### SOURCE
-- -- --

Even before the Signal leak, Mr. Waltz was on shaky footing, viewed as too hawkish by some of the president’s advisers and too eager to advocate for military action against Iran when the president himself has made clear he prefers to make a deal.
An association with Mr. Goldberg, however hazy, gave Mr. Waltz’s opponents more fuel to feed the skepticism.
Some of Mr. Trump closest allies have questioned whether Mr. Waltz, a former George W. Bush administration official, was compatible with the president’s foreign policy. Mr. Waltz had gotten crosswise with Mr. Vance and Ms. Wiles in policy discussions, particularly regarding Iran, according to several people briefed on the matter.
In a statement, the White House press secretary, Karoline Leavitt, said Mr. Trump has a team whose members debate each other but know that he is the “ultimate decision maker.” “When he makes a decision, everyone rows in the same direction to execute,” she added.
Weeks ago, a discussion arose among some aides about whether Mr. Waltz was ideologically aligned with the president. Mr. Trump, who has at times been effusive in private about Mr. Waltz, made clear he did not want to start the cycle of dismissals so early in his second administration, according to two people briefed on the conversation. Mr. Trump, who regretted pushing out his first national security adviser, Michael T. Flynn, after less than a month in 2017, believed it would feed a narrative that he engenders chaos.
After the Signal thread leaked, someone shared on X a snippet of a 2016 video of Mr. Waltz, produced by a group primarily funded by the billionaire Koch brothers. Speaking as a military veteran, Mr. Waltz looked directly into the camera as he condemned Mr. Trump as a draft-dodger and said, “Stop Trump now.” That snippet drew attention from Mr. Waltz’s critics.
By contrast, Defense Secretary Pete Hegseth’s job appears to be safe, even though he shared detailed information about strike times for the attack on Houthi militants in Yemen in the Signal thread. MAGA stalwarts like Charlie Kirk have defended him online.
Mr. Hegseth “had nothing to do with this,” the president said on Wednesday.
Mr. Hegseth survived a bruising confirmation process in the Senate after being pushed through with help from Mr. Vance, and he has a solid relationship with Mr. Trump.
While Mr. Waltz may keep his job, the controversy has reminded Mr. Trump’s aides that the president’s strategy of crisis management — doubling down and denying, no matter how problematic the facts are — does not seem to work as well for them as it has over the years for Mr. Trump.
When the Atlantic story broke, Mr. Waltz denied meeting, knowing or communicating with Mr. Goldberg. But that claim was quickly called into question by photos that surfaced from a 2021 event at the French Embassy in Washington, where Mr. Goldberg and Mr. Waltz were pictured standing next to one another. Mr. Waltz’s allies dismissed the idea that the photo suggested the two men knew each other.
But the reality is that while Mr. Trump has demanded loyalty from his staff, some top officials are longtime Washington hands who have relationships, past experiences and contacts with people whom Mr. Trump despises.

-- -- --

### STATED EXERCISE 1
Rescale the listing, starting with its first line and going on through the line with "[[594, 685]]", both included, by writing every one of those lines out again in full. Multiply only the point coordinates given as answers by 2.15 and round each to a whole number, halves up, and leave out the pictures.

Stored entries:
-- -- --

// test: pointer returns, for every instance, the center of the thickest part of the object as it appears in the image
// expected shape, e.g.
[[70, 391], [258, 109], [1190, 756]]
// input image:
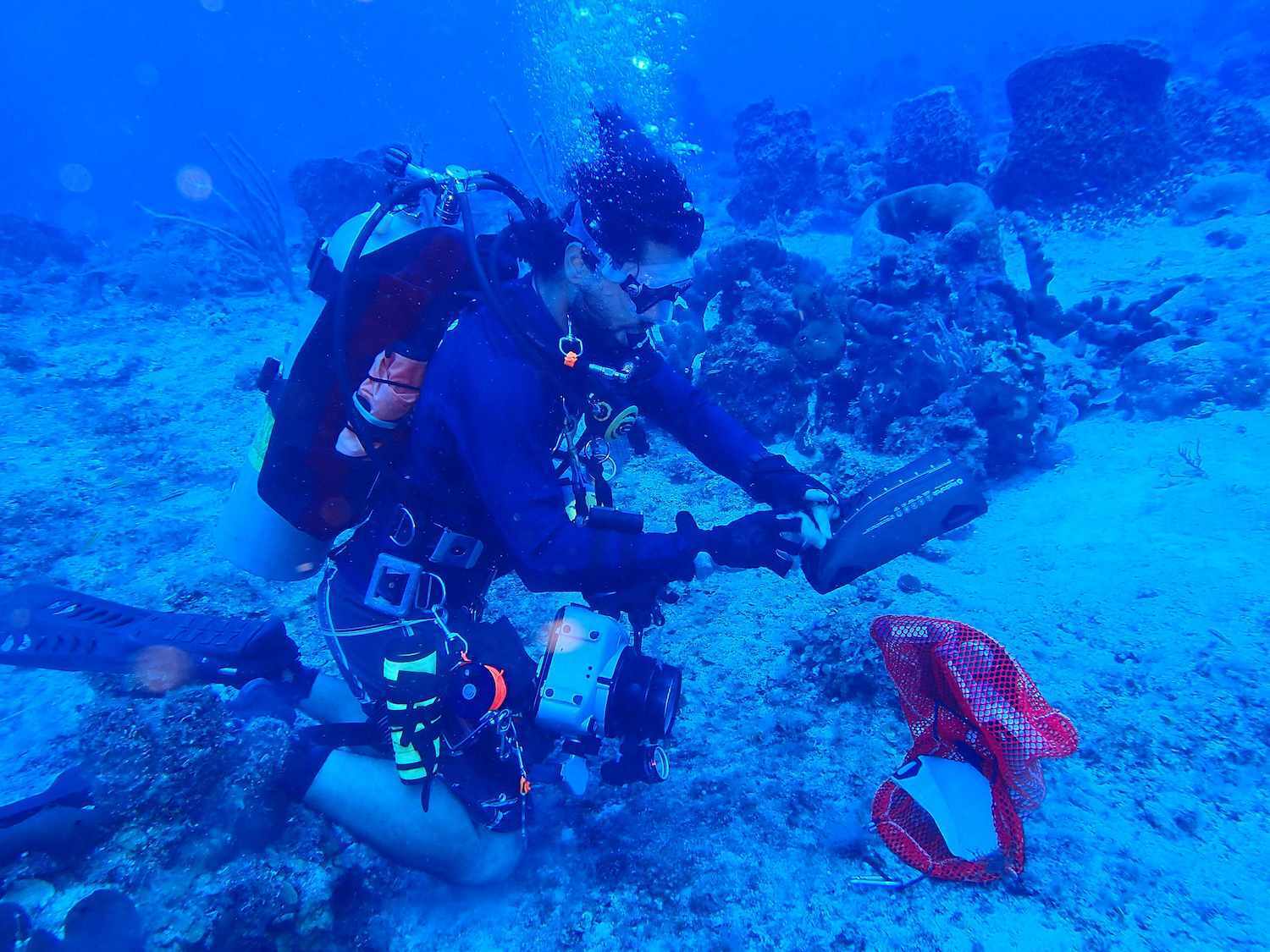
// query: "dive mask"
[[652, 286]]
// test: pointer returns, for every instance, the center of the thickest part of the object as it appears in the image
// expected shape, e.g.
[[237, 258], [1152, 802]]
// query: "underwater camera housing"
[[594, 685]]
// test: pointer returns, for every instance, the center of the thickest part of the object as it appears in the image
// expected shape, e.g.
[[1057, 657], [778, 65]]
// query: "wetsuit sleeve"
[[505, 424], [711, 434]]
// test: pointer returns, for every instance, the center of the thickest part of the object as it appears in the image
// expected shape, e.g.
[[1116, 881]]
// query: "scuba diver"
[[510, 376], [505, 471]]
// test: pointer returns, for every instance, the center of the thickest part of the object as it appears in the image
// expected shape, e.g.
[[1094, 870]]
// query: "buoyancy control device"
[[391, 282]]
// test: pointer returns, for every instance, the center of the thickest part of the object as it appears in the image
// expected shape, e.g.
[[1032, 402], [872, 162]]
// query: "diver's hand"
[[764, 540], [820, 509]]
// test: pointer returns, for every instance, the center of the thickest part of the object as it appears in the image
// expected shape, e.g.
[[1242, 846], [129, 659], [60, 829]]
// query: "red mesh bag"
[[965, 700]]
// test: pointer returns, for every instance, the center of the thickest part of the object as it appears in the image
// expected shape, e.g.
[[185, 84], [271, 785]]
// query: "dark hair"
[[632, 195]]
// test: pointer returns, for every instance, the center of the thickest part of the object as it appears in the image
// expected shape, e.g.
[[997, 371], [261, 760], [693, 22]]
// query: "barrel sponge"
[[947, 212]]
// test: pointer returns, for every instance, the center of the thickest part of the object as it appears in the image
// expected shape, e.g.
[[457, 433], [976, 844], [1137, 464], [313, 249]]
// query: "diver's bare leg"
[[366, 797], [332, 702]]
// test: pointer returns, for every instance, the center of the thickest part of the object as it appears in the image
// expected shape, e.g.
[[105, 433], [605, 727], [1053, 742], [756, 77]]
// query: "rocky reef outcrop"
[[932, 141], [919, 343], [28, 243], [1211, 124], [332, 190], [1090, 124], [764, 327], [776, 155]]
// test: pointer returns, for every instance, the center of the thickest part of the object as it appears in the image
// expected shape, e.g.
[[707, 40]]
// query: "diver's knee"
[[494, 860]]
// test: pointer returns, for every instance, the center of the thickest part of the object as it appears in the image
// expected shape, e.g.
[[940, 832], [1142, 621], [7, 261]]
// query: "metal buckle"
[[456, 550], [409, 574], [406, 520]]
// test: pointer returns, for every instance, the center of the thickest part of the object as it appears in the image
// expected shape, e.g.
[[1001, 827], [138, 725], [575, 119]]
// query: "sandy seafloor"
[[1132, 588]]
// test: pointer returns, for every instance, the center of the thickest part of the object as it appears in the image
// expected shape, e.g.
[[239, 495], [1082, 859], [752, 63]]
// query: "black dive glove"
[[752, 541], [777, 484]]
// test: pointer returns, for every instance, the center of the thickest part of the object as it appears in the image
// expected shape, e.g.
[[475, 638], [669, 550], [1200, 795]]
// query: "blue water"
[[1016, 234]]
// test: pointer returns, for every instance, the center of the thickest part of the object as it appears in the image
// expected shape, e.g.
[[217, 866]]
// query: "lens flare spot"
[[75, 178], [195, 183], [162, 668]]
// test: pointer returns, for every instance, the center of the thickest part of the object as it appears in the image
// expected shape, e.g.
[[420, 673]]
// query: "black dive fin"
[[42, 626], [61, 820], [73, 787], [893, 515]]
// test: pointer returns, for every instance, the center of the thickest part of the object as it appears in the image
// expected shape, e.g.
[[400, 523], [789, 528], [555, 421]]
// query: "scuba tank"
[[307, 476]]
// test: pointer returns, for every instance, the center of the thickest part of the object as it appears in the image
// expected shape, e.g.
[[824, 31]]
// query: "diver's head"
[[621, 254]]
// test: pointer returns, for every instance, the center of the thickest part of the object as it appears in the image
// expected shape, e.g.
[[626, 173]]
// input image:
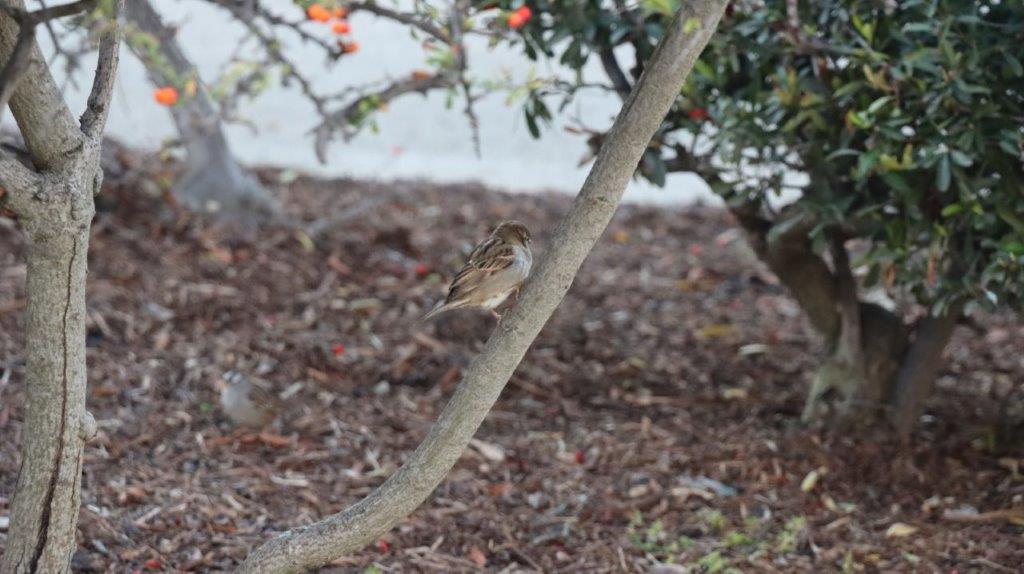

-- -- --

### STATED EXERCISE 2
Quote the text about Mr. Waltz word for word, starting with "When the Atlantic" and going on through "knew each other.".

### FINISHED ANSWER 1
// test: pointer returns, for every instance, the center of the thickest part of the object as it appears in the image
// expected shape, e.g.
[[70, 391], [258, 109], [1190, 756]]
// input image:
// query: "dive mask"
[[1402, 615]]
// test: pointer returns, for every instance, the center of the thickest part of the object as it appears in the image
// expected shape, e.g.
[[237, 258], [1152, 802]]
// query: "underwater camera housing"
[[1277, 1473]]

### FINISHED ANSWER 2
When the Atlantic story broke, Mr. Waltz denied meeting, knowing or communicating with Mr. Goldberg. But that claim was quickly called into question by photos that surfaced from a 2021 event at the French Embassy in Washington, where Mr. Goldberg and Mr. Waltz were pictured standing next to one another. Mr. Waltz’s allies dismissed the idea that the photo suggested the two men knew each other.